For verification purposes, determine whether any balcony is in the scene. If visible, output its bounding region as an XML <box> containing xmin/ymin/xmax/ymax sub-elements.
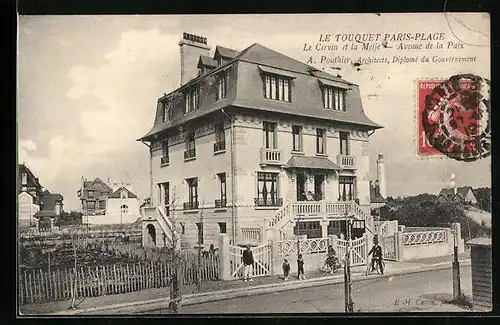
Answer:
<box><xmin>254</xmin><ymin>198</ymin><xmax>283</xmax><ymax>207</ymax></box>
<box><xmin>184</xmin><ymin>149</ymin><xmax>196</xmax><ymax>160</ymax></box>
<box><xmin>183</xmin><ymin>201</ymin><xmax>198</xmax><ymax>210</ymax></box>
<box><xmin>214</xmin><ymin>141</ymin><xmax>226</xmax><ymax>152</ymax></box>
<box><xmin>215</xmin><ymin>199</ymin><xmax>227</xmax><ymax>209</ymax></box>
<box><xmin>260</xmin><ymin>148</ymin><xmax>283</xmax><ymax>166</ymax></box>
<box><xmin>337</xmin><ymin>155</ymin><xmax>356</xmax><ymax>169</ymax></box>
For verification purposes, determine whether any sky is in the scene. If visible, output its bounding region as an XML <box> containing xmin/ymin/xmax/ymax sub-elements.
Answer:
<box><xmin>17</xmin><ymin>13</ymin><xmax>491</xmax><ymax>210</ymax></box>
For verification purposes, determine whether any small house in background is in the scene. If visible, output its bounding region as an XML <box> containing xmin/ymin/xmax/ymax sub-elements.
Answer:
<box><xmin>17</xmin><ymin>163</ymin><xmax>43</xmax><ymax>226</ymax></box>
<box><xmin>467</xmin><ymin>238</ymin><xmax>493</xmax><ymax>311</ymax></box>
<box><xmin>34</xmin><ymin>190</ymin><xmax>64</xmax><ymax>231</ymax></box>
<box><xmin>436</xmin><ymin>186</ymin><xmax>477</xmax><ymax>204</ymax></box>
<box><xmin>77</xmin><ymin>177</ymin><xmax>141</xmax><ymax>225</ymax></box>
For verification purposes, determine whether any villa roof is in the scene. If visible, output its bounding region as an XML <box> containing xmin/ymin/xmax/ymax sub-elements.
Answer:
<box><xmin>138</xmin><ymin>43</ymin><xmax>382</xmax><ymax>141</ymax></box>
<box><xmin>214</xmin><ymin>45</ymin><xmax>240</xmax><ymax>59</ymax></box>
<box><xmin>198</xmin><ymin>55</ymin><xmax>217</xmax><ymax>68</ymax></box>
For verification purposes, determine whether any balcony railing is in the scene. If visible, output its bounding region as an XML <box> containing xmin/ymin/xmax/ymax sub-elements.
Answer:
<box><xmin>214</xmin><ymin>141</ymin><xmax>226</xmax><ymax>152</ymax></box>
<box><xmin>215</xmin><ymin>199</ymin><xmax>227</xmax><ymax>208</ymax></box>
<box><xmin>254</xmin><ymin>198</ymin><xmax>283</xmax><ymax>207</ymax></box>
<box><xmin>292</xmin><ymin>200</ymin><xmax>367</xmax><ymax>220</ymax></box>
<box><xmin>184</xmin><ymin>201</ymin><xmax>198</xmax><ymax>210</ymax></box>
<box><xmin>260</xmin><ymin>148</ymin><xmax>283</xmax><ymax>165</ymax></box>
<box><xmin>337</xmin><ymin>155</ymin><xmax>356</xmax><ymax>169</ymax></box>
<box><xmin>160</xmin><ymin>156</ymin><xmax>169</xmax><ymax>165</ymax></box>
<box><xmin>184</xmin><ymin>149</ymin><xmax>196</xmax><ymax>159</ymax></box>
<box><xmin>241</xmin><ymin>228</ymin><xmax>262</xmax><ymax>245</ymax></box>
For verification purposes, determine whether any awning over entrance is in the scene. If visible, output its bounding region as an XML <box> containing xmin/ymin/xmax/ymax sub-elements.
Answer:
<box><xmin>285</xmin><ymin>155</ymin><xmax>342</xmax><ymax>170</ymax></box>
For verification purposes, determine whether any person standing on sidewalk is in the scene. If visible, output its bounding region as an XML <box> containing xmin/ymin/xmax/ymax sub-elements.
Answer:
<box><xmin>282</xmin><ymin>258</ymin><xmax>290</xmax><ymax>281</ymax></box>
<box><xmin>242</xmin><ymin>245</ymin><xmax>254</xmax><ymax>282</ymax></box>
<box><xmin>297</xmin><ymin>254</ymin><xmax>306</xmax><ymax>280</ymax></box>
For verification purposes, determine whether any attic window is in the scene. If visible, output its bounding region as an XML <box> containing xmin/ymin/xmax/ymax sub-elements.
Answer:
★ ★ ★ ★ ★ ★ ★
Set problem - Render the lines above as a Markdown table with the columns "Row" and "Text." Number each row, skip blank lines, and omit the pictures.

Output of the task -
| Row | Text |
|---|---|
| 1 | For verification purposes, determine whether any balcony is in the scene. If visible, output its bounding region as an XML <box> containing xmin/ymin/xmax/ymax sub-elements. |
| 2 | Answer: |
| 3 | <box><xmin>254</xmin><ymin>198</ymin><xmax>283</xmax><ymax>207</ymax></box> |
| 4 | <box><xmin>184</xmin><ymin>149</ymin><xmax>196</xmax><ymax>160</ymax></box> |
| 5 | <box><xmin>183</xmin><ymin>201</ymin><xmax>198</xmax><ymax>210</ymax></box> |
| 6 | <box><xmin>214</xmin><ymin>141</ymin><xmax>226</xmax><ymax>152</ymax></box> |
| 7 | <box><xmin>215</xmin><ymin>199</ymin><xmax>227</xmax><ymax>209</ymax></box> |
| 8 | <box><xmin>260</xmin><ymin>148</ymin><xmax>283</xmax><ymax>166</ymax></box> |
| 9 | <box><xmin>337</xmin><ymin>155</ymin><xmax>356</xmax><ymax>169</ymax></box> |
| 10 | For verification purposes, determine whether any sky is in the scene. If visible, output its bounding region as an XML <box> containing xmin/ymin/xmax/ymax sub-elements. |
| 11 | Answer: |
| 12 | <box><xmin>17</xmin><ymin>13</ymin><xmax>491</xmax><ymax>210</ymax></box> |
| 13 | For verification purposes, determine whether any small house in background is in the scene. If visible, output its bounding region as an XML <box> containing xmin/ymin/xmax/ymax sub-elements. |
| 14 | Answer: |
| 15 | <box><xmin>17</xmin><ymin>163</ymin><xmax>43</xmax><ymax>226</ymax></box> |
| 16 | <box><xmin>467</xmin><ymin>238</ymin><xmax>493</xmax><ymax>311</ymax></box> |
| 17 | <box><xmin>34</xmin><ymin>190</ymin><xmax>64</xmax><ymax>231</ymax></box> |
| 18 | <box><xmin>436</xmin><ymin>186</ymin><xmax>477</xmax><ymax>204</ymax></box> |
| 19 | <box><xmin>77</xmin><ymin>177</ymin><xmax>141</xmax><ymax>225</ymax></box> |
| 20 | For verification purposes, determine whether any villa roof is in the scene. If visible, output its bounding region as an XML <box> containing xmin/ymin/xmax/ymax sub-elements. |
| 21 | Answer: |
| 22 | <box><xmin>138</xmin><ymin>43</ymin><xmax>382</xmax><ymax>141</ymax></box> |
| 23 | <box><xmin>214</xmin><ymin>45</ymin><xmax>240</xmax><ymax>59</ymax></box> |
| 24 | <box><xmin>198</xmin><ymin>55</ymin><xmax>217</xmax><ymax>68</ymax></box> |
| 25 | For verification purposes, determine whether any balcony railing is in the scene. If visible, output its bounding region as an XML <box> containing xmin/ymin/xmax/ymax sub-elements. |
| 26 | Answer: |
| 27 | <box><xmin>214</xmin><ymin>141</ymin><xmax>226</xmax><ymax>152</ymax></box> |
| 28 | <box><xmin>215</xmin><ymin>199</ymin><xmax>227</xmax><ymax>208</ymax></box> |
| 29 | <box><xmin>254</xmin><ymin>198</ymin><xmax>283</xmax><ymax>207</ymax></box> |
| 30 | <box><xmin>292</xmin><ymin>200</ymin><xmax>367</xmax><ymax>220</ymax></box> |
| 31 | <box><xmin>184</xmin><ymin>201</ymin><xmax>198</xmax><ymax>210</ymax></box> |
| 32 | <box><xmin>260</xmin><ymin>148</ymin><xmax>283</xmax><ymax>165</ymax></box> |
| 33 | <box><xmin>337</xmin><ymin>155</ymin><xmax>356</xmax><ymax>169</ymax></box> |
| 34 | <box><xmin>160</xmin><ymin>156</ymin><xmax>169</xmax><ymax>165</ymax></box> |
| 35 | <box><xmin>184</xmin><ymin>149</ymin><xmax>196</xmax><ymax>159</ymax></box> |
| 36 | <box><xmin>241</xmin><ymin>228</ymin><xmax>262</xmax><ymax>245</ymax></box> |
| 37 | For verification purposes, determine whether any awning over entrance is in the scene. If visible, output its bounding region as an XML <box> containing xmin/ymin/xmax/ymax sub-elements. |
| 38 | Answer: |
| 39 | <box><xmin>285</xmin><ymin>155</ymin><xmax>342</xmax><ymax>170</ymax></box> |
| 40 | For verification purposes, determine whether any person standing on sidewalk is in the scene. If visible, output its bounding region as an XML <box> containing xmin/ymin/xmax/ymax sub-elements. |
| 41 | Answer: |
| 42 | <box><xmin>282</xmin><ymin>258</ymin><xmax>290</xmax><ymax>281</ymax></box> |
| 43 | <box><xmin>242</xmin><ymin>245</ymin><xmax>254</xmax><ymax>282</ymax></box> |
| 44 | <box><xmin>297</xmin><ymin>254</ymin><xmax>306</xmax><ymax>280</ymax></box> |
| 45 | For verification purposes, determine whether any attic window is in the scene. If visible, output its bounding region as an XML <box> containing xmin/ymin/xmax/ymax sub-elements. |
| 46 | Answer: |